Requirement: Translate this sentence from the passage about a daughter's invisible friend into Spanish: "I remember reading at the time that kids who had invisible friends were frequently gifted."

--- START OF Provided passage ---

One of my daughters had an invisible friend named Amo Fotebaum (no idea of the origin of that name) and Amo was a good buddy. She went everywhere Katie wanted her to go and basically was there when she was needed. I remember reading at the time that kids who had invisible friends were frequently gifted. I decided right then that Amo was a very welcome whatever-she-was in our home. I think with our daughter’s experience in mind one day, my husband suggested invisible friends as a topic for GG Sprinkles. I liked it and decided to expand it to cover friends of all kinds.

--- END OF Provided passage ---
--- START OF Records provided ---

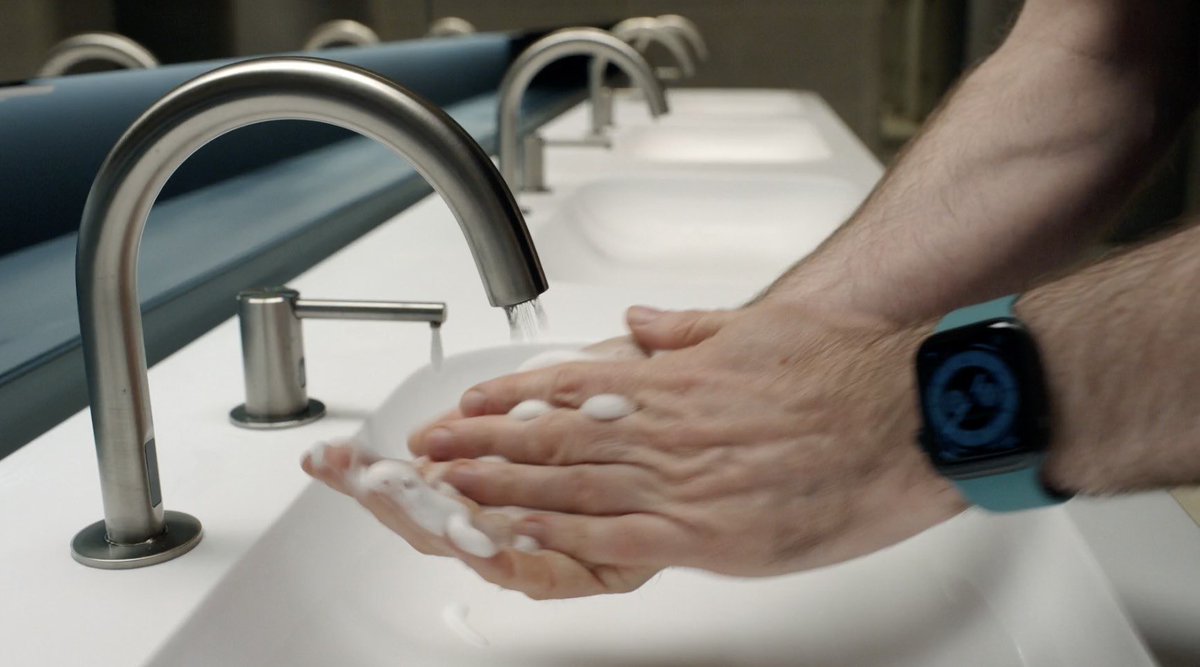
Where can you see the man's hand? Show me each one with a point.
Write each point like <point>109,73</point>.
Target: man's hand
<point>781,439</point>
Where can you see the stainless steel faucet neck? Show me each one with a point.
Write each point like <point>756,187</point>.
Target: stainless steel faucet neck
<point>108,47</point>
<point>562,43</point>
<point>341,32</point>
<point>147,155</point>
<point>641,31</point>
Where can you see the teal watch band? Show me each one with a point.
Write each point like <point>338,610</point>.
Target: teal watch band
<point>1009,492</point>
<point>996,308</point>
<point>1014,490</point>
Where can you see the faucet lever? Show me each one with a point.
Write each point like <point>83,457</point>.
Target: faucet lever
<point>273,349</point>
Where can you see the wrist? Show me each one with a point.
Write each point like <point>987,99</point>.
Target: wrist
<point>910,480</point>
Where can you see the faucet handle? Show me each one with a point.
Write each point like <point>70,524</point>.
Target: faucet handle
<point>273,349</point>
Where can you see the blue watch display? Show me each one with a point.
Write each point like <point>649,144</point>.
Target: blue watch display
<point>984,407</point>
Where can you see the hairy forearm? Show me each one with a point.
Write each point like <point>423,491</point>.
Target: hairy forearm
<point>1019,170</point>
<point>1121,353</point>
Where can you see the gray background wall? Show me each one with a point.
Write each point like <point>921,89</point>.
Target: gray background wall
<point>844,49</point>
<point>881,64</point>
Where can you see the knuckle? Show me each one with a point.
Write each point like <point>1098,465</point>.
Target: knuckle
<point>585,494</point>
<point>568,384</point>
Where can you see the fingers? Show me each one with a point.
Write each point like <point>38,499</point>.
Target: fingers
<point>587,490</point>
<point>564,385</point>
<point>337,467</point>
<point>333,464</point>
<point>636,540</point>
<point>621,348</point>
<point>671,330</point>
<point>559,438</point>
<point>547,575</point>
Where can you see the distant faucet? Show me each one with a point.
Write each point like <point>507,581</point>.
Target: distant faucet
<point>341,32</point>
<point>562,43</point>
<point>136,530</point>
<point>689,30</point>
<point>109,47</point>
<point>639,31</point>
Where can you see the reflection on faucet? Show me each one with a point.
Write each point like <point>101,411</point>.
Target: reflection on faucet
<point>109,47</point>
<point>562,43</point>
<point>341,32</point>
<point>136,530</point>
<point>450,26</point>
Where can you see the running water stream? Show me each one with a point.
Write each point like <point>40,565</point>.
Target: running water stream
<point>526,320</point>
<point>436,352</point>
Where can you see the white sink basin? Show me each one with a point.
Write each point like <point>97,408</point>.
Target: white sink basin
<point>742,103</point>
<point>690,230</point>
<point>727,143</point>
<point>329,586</point>
<point>714,103</point>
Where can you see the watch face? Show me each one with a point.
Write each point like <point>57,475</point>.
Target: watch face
<point>982,396</point>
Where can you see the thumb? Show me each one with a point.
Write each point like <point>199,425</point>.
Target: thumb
<point>671,330</point>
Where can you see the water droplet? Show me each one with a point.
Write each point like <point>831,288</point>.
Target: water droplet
<point>436,352</point>
<point>526,320</point>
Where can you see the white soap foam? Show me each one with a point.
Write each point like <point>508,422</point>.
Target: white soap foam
<point>455,617</point>
<point>467,538</point>
<point>607,407</point>
<point>529,409</point>
<point>525,544</point>
<point>403,484</point>
<point>316,456</point>
<point>553,358</point>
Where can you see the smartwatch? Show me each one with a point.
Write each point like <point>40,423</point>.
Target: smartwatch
<point>983,400</point>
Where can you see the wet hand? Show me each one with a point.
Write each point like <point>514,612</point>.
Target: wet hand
<point>772,439</point>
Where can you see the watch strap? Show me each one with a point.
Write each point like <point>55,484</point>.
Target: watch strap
<point>1009,492</point>
<point>1015,490</point>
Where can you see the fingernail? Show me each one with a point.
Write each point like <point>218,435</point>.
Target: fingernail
<point>439,443</point>
<point>473,403</point>
<point>642,314</point>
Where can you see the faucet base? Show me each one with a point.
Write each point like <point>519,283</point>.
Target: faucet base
<point>312,412</point>
<point>91,547</point>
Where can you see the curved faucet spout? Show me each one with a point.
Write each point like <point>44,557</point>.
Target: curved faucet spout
<point>562,43</point>
<point>689,30</point>
<point>641,31</point>
<point>341,32</point>
<point>109,47</point>
<point>166,134</point>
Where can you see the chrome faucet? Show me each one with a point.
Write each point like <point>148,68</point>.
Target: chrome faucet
<point>341,32</point>
<point>689,30</point>
<point>450,26</point>
<point>136,530</point>
<point>562,43</point>
<point>640,31</point>
<point>109,47</point>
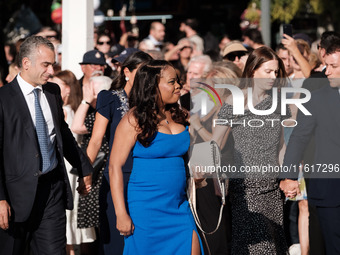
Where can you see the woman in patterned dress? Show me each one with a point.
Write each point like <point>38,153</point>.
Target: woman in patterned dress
<point>111,107</point>
<point>257,204</point>
<point>88,206</point>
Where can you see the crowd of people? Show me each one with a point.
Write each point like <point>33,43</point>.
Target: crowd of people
<point>114,145</point>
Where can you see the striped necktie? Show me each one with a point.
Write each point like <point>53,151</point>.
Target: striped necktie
<point>41,129</point>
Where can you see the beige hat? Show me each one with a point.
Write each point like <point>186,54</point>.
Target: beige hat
<point>232,47</point>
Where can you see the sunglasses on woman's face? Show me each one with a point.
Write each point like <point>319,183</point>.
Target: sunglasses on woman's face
<point>105,42</point>
<point>232,55</point>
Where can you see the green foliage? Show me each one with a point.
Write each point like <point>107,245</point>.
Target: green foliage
<point>284,10</point>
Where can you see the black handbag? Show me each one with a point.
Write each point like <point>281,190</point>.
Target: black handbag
<point>97,166</point>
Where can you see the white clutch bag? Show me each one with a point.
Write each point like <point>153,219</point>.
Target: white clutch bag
<point>205,162</point>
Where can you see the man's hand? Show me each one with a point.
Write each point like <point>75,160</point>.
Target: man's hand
<point>85,185</point>
<point>5,214</point>
<point>290,188</point>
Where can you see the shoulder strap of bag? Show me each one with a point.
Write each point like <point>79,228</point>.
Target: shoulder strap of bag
<point>192,186</point>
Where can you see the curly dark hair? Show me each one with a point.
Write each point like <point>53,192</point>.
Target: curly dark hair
<point>255,60</point>
<point>145,100</point>
<point>131,63</point>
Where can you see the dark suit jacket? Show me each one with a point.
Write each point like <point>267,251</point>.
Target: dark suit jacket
<point>19,149</point>
<point>325,124</point>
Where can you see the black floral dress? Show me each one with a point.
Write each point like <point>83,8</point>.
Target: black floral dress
<point>88,206</point>
<point>256,201</point>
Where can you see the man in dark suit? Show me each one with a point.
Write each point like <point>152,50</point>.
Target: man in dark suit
<point>34,139</point>
<point>316,81</point>
<point>324,123</point>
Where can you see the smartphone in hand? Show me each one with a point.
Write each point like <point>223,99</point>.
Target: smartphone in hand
<point>288,29</point>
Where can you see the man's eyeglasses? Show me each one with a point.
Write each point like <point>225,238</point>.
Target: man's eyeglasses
<point>232,55</point>
<point>105,42</point>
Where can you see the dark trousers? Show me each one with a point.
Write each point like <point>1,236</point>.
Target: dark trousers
<point>45,230</point>
<point>291,215</point>
<point>111,242</point>
<point>329,218</point>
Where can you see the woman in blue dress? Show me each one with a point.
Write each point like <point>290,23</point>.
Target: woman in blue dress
<point>158,219</point>
<point>111,107</point>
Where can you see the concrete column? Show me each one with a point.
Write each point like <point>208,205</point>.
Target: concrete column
<point>77,33</point>
<point>265,22</point>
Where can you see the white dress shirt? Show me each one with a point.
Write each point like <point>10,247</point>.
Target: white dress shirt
<point>27,90</point>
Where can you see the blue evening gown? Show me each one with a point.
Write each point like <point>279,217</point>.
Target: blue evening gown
<point>157,200</point>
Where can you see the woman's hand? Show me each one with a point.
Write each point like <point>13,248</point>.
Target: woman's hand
<point>125,225</point>
<point>195,121</point>
<point>289,43</point>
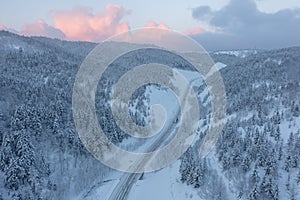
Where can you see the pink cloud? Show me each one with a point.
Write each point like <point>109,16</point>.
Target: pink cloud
<point>194,31</point>
<point>152,24</point>
<point>40,28</point>
<point>82,24</point>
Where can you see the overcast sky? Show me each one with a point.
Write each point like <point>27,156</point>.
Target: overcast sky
<point>217,24</point>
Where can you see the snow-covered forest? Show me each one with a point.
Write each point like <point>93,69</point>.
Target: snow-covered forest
<point>42,157</point>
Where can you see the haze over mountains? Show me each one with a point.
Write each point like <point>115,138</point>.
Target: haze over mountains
<point>41,156</point>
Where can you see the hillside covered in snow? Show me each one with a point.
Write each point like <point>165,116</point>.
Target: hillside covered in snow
<point>42,157</point>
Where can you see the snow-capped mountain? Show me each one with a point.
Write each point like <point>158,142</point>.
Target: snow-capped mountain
<point>42,157</point>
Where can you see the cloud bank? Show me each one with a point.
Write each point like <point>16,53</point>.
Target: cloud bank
<point>243,26</point>
<point>82,24</point>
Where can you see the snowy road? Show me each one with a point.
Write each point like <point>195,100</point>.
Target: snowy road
<point>126,182</point>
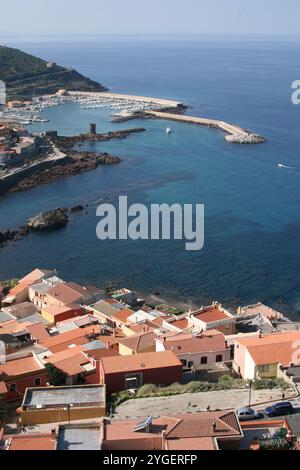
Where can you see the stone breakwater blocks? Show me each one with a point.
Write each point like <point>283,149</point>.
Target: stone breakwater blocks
<point>245,139</point>
<point>2,93</point>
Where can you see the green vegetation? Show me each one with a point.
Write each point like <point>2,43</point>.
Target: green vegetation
<point>56,376</point>
<point>275,444</point>
<point>226,382</point>
<point>151,390</point>
<point>25,75</point>
<point>3,410</point>
<point>265,384</point>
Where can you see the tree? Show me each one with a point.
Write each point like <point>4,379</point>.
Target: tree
<point>3,410</point>
<point>56,376</point>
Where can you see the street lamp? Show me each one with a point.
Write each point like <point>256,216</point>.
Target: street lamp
<point>249,385</point>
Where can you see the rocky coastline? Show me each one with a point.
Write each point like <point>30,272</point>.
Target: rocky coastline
<point>67,143</point>
<point>79,162</point>
<point>45,221</point>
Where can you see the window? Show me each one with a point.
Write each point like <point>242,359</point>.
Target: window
<point>264,369</point>
<point>13,388</point>
<point>133,381</point>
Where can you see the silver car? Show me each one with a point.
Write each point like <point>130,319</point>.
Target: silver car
<point>247,414</point>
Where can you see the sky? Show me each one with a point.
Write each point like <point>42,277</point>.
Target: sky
<point>150,17</point>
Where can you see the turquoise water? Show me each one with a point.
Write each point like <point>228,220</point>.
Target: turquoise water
<point>252,231</point>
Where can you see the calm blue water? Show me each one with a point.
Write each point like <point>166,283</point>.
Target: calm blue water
<point>252,207</point>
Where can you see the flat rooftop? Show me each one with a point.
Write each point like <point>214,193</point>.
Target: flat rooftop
<point>62,396</point>
<point>79,437</point>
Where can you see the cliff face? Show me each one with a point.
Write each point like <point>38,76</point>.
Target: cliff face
<point>26,75</point>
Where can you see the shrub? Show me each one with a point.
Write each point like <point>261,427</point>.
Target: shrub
<point>147,390</point>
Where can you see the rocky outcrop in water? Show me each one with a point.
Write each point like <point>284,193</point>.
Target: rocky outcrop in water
<point>49,220</point>
<point>245,139</point>
<point>7,235</point>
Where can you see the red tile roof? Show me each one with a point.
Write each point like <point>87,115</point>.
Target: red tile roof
<point>274,348</point>
<point>181,324</point>
<point>31,442</point>
<point>78,336</point>
<point>211,315</point>
<point>34,276</point>
<point>211,340</point>
<point>122,315</point>
<point>38,331</point>
<point>190,431</point>
<point>139,342</point>
<point>3,388</point>
<point>66,293</point>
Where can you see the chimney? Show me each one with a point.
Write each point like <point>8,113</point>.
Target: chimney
<point>163,440</point>
<point>53,435</point>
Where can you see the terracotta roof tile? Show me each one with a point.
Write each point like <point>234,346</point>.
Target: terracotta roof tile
<point>139,342</point>
<point>274,348</point>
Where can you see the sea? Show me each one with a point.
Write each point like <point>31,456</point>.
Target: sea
<point>252,205</point>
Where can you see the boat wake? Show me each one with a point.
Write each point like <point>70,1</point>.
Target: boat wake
<point>281,165</point>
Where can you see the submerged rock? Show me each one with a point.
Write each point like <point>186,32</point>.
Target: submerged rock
<point>78,208</point>
<point>245,139</point>
<point>7,236</point>
<point>49,220</point>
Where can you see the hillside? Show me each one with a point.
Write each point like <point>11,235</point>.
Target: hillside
<point>26,75</point>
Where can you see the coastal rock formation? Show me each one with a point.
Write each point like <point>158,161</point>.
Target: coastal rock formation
<point>6,236</point>
<point>78,162</point>
<point>245,139</point>
<point>26,75</point>
<point>49,220</point>
<point>77,209</point>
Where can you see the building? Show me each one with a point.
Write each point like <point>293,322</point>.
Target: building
<point>20,293</point>
<point>29,442</point>
<point>195,431</point>
<point>38,291</point>
<point>110,312</point>
<point>62,404</point>
<point>213,317</point>
<point>68,293</point>
<point>135,344</point>
<point>260,309</point>
<point>19,374</point>
<point>72,338</point>
<point>131,372</point>
<point>197,349</point>
<point>21,310</point>
<point>55,314</point>
<point>259,356</point>
<point>261,433</point>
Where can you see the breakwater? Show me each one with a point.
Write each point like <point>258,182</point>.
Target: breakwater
<point>235,134</point>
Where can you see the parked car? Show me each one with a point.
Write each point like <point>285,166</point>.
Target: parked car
<point>247,414</point>
<point>280,409</point>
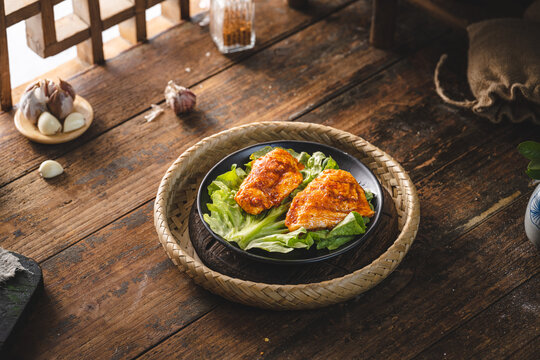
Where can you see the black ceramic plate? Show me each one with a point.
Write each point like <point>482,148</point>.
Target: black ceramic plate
<point>363,175</point>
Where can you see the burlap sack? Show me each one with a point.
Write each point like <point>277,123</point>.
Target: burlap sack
<point>503,70</point>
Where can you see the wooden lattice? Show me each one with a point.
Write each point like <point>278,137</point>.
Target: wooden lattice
<point>82,28</point>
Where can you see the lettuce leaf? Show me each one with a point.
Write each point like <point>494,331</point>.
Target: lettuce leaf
<point>348,229</point>
<point>267,230</point>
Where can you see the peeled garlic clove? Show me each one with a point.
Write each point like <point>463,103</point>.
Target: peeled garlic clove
<point>73,122</point>
<point>179,98</point>
<point>50,168</point>
<point>48,124</point>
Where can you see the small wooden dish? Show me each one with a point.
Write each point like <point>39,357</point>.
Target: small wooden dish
<point>25,127</point>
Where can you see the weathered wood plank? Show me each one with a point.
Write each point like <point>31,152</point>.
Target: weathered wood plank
<point>121,169</point>
<point>437,287</point>
<point>116,91</point>
<point>527,352</point>
<point>497,332</point>
<point>111,296</point>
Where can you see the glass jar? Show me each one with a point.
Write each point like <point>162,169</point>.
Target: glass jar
<point>231,24</point>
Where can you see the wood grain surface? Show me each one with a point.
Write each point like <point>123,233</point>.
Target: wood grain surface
<point>467,288</point>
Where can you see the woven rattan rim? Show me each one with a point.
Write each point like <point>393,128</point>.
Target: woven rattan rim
<point>177,192</point>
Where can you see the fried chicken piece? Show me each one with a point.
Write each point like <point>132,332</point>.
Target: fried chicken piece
<point>272,178</point>
<point>326,201</point>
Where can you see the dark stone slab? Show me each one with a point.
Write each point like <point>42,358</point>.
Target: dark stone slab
<point>16,296</point>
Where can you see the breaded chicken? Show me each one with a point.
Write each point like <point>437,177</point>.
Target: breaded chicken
<point>326,201</point>
<point>272,178</point>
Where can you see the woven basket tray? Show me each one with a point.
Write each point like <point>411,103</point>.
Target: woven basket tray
<point>178,190</point>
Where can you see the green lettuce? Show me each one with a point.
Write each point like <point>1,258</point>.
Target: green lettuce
<point>267,230</point>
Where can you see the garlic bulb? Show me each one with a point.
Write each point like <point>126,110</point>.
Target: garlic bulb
<point>48,124</point>
<point>73,122</point>
<point>50,168</point>
<point>179,98</point>
<point>60,102</point>
<point>34,99</point>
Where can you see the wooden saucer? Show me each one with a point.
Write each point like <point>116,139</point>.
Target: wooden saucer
<point>25,127</point>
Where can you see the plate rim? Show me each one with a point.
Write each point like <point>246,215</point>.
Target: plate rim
<point>374,221</point>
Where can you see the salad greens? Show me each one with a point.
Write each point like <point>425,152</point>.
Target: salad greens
<point>267,230</point>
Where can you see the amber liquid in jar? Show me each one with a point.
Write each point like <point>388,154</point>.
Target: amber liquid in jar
<point>231,24</point>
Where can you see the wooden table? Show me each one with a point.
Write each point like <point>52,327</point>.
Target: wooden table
<point>467,288</point>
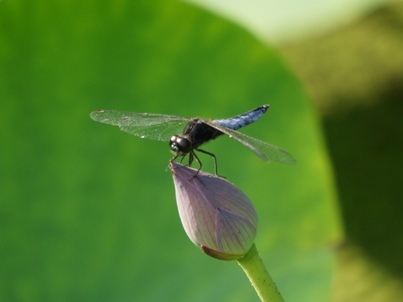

--- END OF Records provided ---

Task solution: Recuerdo haber leído en aquel entonces que los niños que tenían amigos invisibles con frecuencia eran superdotados.